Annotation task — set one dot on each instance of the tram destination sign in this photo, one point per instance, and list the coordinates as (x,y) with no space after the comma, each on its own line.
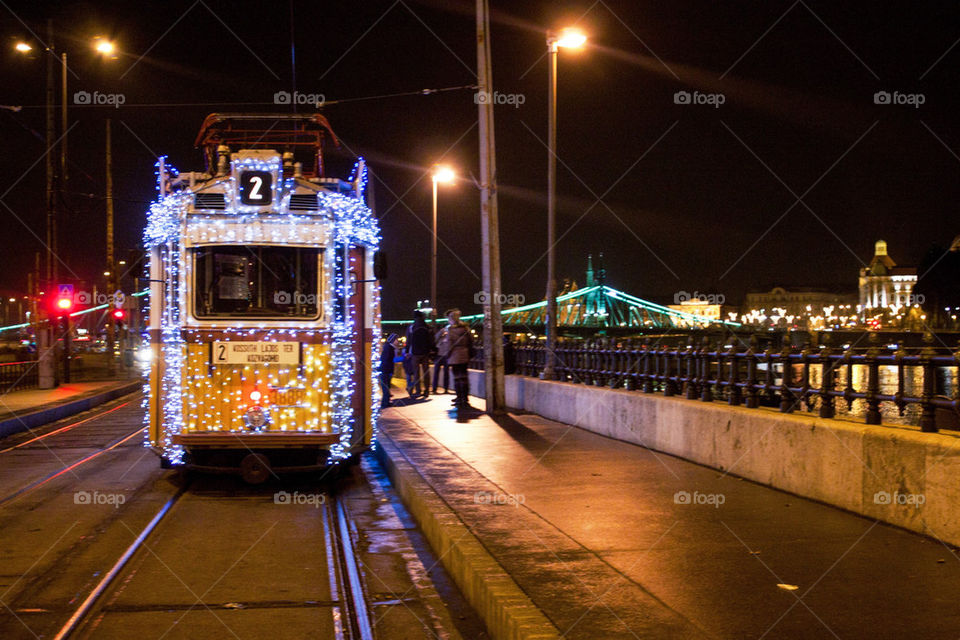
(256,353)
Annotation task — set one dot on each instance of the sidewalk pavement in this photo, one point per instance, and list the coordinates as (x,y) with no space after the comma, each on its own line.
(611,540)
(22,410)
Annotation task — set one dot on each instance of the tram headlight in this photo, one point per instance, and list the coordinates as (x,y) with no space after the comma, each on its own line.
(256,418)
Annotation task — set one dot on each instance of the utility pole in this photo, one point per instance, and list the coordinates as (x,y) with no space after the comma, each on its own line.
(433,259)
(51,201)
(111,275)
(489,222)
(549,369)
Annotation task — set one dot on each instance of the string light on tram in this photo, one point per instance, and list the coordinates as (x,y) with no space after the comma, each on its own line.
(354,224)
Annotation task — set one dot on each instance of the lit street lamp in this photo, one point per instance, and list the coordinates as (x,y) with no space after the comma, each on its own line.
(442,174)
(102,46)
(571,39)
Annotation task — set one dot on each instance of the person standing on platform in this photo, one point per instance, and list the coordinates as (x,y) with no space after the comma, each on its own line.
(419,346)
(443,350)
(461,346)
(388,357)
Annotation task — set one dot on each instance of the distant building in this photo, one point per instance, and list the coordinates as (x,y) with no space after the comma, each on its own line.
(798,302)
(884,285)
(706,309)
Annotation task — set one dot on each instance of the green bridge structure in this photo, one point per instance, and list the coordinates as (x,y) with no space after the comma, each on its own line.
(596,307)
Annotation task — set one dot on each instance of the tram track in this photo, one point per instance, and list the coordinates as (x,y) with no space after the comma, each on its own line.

--

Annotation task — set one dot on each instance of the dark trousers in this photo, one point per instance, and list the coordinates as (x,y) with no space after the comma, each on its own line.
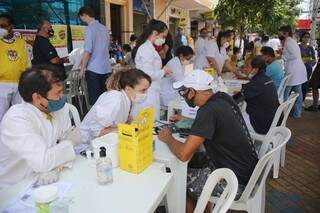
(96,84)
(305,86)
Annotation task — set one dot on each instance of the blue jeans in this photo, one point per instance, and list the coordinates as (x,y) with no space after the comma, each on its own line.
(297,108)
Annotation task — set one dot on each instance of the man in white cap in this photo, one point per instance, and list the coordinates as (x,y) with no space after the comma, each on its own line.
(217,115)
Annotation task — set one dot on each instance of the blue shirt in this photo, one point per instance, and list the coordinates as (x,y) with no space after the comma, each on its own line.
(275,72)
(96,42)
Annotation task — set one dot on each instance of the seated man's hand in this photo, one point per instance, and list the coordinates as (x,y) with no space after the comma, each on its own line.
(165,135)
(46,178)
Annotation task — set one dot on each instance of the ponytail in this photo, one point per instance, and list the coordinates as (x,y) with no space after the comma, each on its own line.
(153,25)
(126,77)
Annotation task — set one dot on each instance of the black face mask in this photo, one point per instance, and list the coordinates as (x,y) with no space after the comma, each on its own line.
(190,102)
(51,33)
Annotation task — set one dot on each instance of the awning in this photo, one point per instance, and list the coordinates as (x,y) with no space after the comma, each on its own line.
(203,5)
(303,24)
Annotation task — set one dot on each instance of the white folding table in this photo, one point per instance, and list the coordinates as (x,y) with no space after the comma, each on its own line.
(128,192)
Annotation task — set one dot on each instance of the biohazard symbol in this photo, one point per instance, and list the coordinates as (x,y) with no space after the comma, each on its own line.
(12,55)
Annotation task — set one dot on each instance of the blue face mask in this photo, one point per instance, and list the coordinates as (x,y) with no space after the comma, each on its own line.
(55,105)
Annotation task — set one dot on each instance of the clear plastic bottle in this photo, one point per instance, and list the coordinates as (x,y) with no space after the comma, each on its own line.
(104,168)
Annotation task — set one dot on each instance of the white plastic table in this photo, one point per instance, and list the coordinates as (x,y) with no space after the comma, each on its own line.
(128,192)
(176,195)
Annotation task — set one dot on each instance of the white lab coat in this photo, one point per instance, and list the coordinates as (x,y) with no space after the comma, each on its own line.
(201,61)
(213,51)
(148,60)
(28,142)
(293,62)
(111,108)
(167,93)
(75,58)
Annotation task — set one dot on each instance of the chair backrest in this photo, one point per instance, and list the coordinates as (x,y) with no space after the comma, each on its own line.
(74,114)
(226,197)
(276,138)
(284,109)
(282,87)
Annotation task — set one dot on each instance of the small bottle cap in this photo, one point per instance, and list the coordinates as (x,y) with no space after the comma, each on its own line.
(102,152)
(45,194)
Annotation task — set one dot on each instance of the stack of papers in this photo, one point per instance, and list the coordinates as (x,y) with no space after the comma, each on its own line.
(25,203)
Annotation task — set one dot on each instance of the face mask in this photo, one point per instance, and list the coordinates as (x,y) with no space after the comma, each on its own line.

--

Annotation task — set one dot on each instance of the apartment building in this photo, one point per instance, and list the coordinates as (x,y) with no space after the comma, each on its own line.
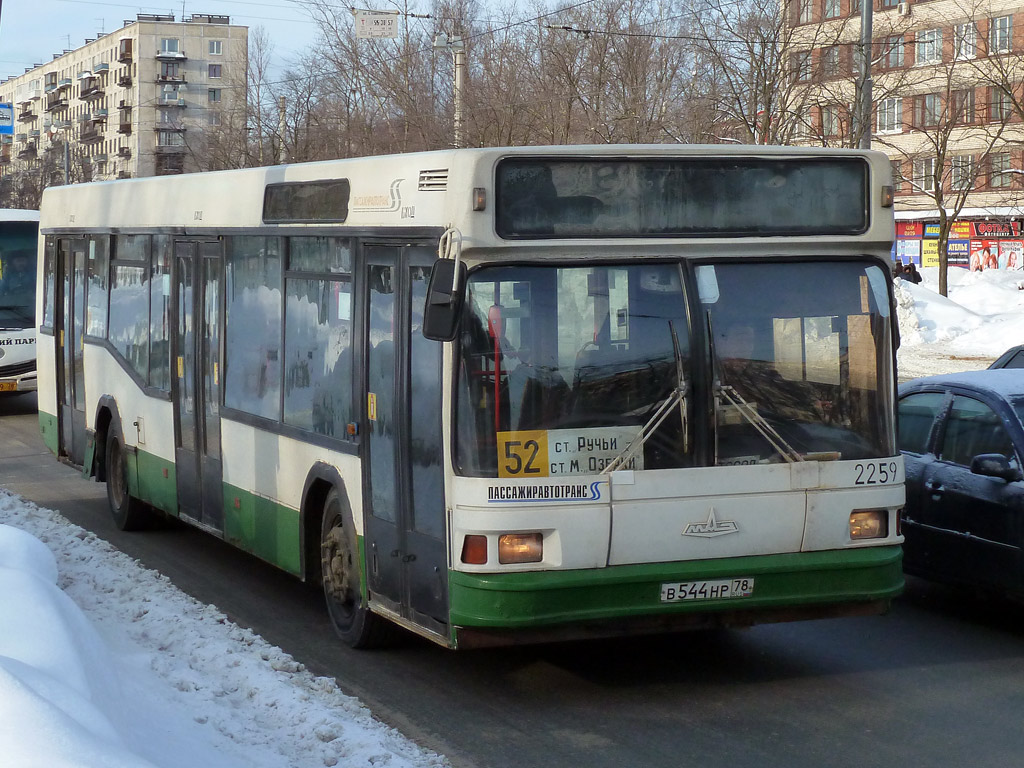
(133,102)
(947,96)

## Given request:
Set out the records as a numbered list, beginning at the line that contains "the lit street" and stopping after the line that contains "the tram track". Omit any blank lines.

## Task result:
1. Annotation task — set one dot on each instance of the lit street lamp in this photo, one point per instance, and list the coordinates as (x,y) with no space after the comma, each on its own line.
2. (442,174)
3. (102,46)
4. (571,39)
5. Annotation task — set one dot on each instance of the person standing on platform in this photo, one point per instance, and list the coordinates as (x,y) with no space after the comma, each on its own line.
6. (419,346)
7. (443,350)
8. (461,346)
9. (388,357)
10. Annotation task — set one dot on each instance of the distant building in this photo, one point per instance, and list the coordinates as (x,y) with no space after the comma, each on its own line.
11. (798,302)
12. (884,285)
13. (706,309)
14. Annotation task — set one dot on each instance of the green bridge structure in this photo, one point per instance, and list the coordinates as (x,y) with no space after the comma, each on its own line.
15. (596,307)
16. Annotation task — set one dot on each instance of the tram track in this photo, one point per instance, and list the coordinates as (x,y) with no space after the comma, each on its own line.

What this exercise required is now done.